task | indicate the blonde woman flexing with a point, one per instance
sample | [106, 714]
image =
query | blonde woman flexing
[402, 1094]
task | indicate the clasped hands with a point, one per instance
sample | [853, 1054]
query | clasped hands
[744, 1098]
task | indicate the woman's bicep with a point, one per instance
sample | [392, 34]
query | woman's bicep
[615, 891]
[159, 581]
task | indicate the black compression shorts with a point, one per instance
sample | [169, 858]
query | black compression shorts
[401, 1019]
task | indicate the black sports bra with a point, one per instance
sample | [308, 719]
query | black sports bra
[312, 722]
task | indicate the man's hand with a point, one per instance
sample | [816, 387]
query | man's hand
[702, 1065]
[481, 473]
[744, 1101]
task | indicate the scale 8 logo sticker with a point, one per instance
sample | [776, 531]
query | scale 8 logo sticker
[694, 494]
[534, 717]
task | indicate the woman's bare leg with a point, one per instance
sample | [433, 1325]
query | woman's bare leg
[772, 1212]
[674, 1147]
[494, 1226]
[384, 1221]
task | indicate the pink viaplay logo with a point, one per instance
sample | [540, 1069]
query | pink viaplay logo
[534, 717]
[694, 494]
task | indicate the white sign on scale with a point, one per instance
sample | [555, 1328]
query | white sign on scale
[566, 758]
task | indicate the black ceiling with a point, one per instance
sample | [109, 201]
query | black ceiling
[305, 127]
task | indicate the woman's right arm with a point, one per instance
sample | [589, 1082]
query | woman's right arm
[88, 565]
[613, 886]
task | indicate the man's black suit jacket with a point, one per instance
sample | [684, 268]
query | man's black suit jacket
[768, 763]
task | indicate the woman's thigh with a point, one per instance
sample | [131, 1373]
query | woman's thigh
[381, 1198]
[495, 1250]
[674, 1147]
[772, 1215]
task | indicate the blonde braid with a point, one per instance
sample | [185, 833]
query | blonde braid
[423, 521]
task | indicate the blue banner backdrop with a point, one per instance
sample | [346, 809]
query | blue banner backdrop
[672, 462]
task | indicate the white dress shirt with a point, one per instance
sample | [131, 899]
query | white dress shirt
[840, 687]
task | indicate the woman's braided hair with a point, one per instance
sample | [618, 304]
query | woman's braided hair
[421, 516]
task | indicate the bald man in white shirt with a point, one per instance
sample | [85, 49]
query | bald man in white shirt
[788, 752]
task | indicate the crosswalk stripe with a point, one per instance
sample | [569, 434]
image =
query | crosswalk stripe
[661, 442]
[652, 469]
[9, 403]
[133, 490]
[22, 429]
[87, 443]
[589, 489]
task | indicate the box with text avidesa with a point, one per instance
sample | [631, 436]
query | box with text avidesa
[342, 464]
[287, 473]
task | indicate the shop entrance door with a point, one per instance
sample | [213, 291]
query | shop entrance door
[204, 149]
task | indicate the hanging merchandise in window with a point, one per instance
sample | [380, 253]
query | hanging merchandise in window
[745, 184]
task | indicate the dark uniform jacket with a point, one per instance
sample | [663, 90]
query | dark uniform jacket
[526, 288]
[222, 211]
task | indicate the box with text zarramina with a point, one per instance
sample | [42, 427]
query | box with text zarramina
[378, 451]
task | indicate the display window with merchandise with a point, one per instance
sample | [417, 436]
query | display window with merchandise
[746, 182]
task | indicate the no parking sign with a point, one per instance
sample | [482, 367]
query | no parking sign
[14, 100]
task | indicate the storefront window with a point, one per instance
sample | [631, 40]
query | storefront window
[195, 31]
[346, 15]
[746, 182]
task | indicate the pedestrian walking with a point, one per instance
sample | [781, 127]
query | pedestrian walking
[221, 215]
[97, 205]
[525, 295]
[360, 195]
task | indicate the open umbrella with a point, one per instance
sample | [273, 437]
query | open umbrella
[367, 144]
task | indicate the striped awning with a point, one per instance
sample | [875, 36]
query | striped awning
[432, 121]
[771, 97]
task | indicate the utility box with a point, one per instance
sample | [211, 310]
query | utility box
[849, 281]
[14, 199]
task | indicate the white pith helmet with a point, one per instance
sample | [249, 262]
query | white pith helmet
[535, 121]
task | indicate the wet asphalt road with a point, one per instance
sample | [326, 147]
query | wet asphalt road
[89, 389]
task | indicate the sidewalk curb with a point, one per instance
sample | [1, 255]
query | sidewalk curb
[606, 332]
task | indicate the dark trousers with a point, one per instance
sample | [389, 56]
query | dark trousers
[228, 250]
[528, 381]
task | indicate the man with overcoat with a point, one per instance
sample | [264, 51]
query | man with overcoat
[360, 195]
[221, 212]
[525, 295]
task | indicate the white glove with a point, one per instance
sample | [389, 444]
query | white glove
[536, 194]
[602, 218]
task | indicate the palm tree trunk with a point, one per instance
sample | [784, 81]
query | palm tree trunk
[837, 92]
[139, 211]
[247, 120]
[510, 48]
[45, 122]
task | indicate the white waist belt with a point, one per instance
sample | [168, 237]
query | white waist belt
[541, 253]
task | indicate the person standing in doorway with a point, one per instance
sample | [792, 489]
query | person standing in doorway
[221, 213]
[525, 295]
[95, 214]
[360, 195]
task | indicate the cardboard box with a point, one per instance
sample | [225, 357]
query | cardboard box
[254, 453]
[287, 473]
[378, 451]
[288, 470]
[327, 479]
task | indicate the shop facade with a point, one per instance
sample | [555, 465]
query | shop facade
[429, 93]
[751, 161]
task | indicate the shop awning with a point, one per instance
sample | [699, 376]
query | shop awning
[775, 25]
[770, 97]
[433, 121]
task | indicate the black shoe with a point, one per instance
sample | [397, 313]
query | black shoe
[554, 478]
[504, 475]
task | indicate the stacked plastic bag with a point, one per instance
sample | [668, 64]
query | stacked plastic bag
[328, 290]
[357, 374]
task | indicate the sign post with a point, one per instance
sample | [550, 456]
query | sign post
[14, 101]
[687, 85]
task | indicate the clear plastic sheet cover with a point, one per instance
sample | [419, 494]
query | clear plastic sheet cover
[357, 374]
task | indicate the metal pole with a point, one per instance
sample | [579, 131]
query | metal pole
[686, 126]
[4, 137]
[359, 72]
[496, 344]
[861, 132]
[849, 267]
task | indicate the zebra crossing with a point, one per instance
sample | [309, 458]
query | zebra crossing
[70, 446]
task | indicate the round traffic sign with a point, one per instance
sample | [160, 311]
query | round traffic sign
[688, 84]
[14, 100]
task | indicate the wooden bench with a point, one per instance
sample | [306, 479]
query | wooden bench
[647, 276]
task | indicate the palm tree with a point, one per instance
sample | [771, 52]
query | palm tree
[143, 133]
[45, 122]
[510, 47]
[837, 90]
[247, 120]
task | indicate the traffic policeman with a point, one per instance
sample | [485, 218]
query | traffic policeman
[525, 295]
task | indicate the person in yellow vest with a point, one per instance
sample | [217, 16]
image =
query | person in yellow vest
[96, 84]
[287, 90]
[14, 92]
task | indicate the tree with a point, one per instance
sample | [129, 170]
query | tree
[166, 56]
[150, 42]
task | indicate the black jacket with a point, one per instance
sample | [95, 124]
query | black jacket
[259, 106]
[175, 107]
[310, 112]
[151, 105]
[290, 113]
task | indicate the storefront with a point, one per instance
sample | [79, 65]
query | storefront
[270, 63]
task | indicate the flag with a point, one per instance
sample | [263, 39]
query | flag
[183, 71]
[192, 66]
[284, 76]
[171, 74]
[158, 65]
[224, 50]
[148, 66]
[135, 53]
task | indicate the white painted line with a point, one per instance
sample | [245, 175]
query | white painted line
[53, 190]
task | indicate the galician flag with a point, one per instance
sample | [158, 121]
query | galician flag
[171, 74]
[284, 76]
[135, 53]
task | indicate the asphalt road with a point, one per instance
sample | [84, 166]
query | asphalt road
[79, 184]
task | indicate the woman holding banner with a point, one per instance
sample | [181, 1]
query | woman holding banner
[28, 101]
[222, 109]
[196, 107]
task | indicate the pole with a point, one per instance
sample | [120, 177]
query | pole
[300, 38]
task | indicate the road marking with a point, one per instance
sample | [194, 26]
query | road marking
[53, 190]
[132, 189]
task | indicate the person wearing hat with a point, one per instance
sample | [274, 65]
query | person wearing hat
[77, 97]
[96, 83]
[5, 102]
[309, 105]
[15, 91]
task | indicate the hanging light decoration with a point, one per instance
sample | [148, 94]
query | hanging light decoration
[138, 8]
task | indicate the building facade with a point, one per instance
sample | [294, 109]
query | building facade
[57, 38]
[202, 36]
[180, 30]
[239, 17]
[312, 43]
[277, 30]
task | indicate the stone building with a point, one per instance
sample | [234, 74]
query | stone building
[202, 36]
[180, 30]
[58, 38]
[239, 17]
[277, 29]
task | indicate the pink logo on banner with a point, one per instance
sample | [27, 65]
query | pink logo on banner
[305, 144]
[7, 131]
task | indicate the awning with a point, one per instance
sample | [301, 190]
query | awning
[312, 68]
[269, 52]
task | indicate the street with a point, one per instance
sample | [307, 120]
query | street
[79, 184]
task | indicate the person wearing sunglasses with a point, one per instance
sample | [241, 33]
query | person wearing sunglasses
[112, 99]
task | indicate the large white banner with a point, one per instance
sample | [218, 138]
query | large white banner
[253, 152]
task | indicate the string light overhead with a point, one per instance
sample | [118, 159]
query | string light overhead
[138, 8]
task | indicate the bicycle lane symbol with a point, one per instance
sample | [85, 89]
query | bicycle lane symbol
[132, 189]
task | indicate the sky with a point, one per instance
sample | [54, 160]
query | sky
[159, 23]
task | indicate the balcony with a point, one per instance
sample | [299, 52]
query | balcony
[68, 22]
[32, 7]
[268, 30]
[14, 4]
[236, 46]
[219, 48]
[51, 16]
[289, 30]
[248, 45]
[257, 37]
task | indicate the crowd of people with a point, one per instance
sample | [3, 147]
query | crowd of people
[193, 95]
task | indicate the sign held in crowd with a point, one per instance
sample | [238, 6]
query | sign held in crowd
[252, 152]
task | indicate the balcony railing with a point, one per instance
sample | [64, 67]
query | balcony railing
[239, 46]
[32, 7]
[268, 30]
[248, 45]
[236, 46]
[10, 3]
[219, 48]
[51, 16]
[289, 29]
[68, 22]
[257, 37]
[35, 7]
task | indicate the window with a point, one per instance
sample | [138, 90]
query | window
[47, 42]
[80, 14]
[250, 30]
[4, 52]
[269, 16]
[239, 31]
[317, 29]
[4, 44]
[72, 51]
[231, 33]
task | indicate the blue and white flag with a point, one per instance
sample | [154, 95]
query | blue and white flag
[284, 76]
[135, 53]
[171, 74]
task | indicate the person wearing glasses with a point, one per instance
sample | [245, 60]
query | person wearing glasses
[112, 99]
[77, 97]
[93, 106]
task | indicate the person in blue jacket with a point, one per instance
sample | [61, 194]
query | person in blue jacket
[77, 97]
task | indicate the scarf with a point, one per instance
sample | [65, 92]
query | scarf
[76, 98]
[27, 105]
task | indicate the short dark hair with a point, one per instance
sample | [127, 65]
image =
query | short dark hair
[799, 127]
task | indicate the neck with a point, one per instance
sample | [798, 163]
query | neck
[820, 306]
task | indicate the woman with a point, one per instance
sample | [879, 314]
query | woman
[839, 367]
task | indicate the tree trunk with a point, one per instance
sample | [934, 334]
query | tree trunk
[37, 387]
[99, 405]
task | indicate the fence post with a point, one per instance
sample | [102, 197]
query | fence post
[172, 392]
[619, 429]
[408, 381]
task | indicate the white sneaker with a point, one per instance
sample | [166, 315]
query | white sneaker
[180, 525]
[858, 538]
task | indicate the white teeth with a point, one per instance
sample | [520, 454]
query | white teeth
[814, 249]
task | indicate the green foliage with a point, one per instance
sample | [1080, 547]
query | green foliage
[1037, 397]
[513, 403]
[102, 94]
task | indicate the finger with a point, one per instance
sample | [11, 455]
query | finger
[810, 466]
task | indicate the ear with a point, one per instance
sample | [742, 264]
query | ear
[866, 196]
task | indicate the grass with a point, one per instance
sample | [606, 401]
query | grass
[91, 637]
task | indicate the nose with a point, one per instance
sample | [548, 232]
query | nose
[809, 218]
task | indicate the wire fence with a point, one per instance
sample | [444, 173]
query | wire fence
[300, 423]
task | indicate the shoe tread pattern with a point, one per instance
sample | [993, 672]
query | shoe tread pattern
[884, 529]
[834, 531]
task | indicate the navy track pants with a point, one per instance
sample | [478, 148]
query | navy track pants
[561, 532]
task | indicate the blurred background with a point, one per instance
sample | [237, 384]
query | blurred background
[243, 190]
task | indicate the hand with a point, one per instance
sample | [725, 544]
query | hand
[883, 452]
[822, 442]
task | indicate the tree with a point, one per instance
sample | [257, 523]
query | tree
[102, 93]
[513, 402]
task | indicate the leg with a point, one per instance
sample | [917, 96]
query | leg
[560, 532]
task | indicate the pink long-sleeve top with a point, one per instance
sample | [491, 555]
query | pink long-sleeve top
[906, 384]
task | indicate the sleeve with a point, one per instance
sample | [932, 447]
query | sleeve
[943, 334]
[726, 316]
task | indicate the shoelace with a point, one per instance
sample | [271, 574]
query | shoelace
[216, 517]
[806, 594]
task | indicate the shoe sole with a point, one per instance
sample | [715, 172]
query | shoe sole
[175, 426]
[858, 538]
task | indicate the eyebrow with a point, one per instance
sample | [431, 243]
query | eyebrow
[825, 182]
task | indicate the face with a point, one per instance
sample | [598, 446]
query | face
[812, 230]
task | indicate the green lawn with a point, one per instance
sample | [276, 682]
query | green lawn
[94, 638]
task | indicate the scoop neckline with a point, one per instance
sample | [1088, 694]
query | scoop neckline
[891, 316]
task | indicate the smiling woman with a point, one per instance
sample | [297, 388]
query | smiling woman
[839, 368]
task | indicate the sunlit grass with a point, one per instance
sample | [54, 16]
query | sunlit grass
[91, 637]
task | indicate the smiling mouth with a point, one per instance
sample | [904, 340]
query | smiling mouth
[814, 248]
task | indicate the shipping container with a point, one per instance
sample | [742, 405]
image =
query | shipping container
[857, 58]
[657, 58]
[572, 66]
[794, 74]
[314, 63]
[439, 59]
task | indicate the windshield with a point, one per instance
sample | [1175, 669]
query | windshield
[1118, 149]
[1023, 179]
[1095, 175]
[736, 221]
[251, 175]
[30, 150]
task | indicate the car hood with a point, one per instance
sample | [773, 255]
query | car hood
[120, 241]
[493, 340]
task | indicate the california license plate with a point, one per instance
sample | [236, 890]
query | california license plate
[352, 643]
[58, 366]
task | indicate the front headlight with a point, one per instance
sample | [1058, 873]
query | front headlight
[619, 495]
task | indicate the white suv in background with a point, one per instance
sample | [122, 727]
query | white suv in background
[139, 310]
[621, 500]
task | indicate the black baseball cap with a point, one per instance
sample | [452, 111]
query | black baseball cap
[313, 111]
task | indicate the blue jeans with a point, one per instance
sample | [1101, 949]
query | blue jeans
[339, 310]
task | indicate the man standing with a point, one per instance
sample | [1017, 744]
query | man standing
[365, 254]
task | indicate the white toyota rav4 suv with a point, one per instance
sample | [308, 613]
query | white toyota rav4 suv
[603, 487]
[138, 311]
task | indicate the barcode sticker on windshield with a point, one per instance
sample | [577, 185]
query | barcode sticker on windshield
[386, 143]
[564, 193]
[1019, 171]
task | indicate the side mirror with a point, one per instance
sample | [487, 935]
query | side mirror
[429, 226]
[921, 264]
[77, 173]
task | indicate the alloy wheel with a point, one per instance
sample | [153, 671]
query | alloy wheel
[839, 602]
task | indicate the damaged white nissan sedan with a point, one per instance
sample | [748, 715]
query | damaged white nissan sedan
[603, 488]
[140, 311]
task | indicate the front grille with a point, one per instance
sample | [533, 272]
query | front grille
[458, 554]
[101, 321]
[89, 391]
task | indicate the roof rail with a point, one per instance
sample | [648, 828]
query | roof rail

Task instructions: A bare number is required: the count of lines above with the string "roof".

Exercise response: 2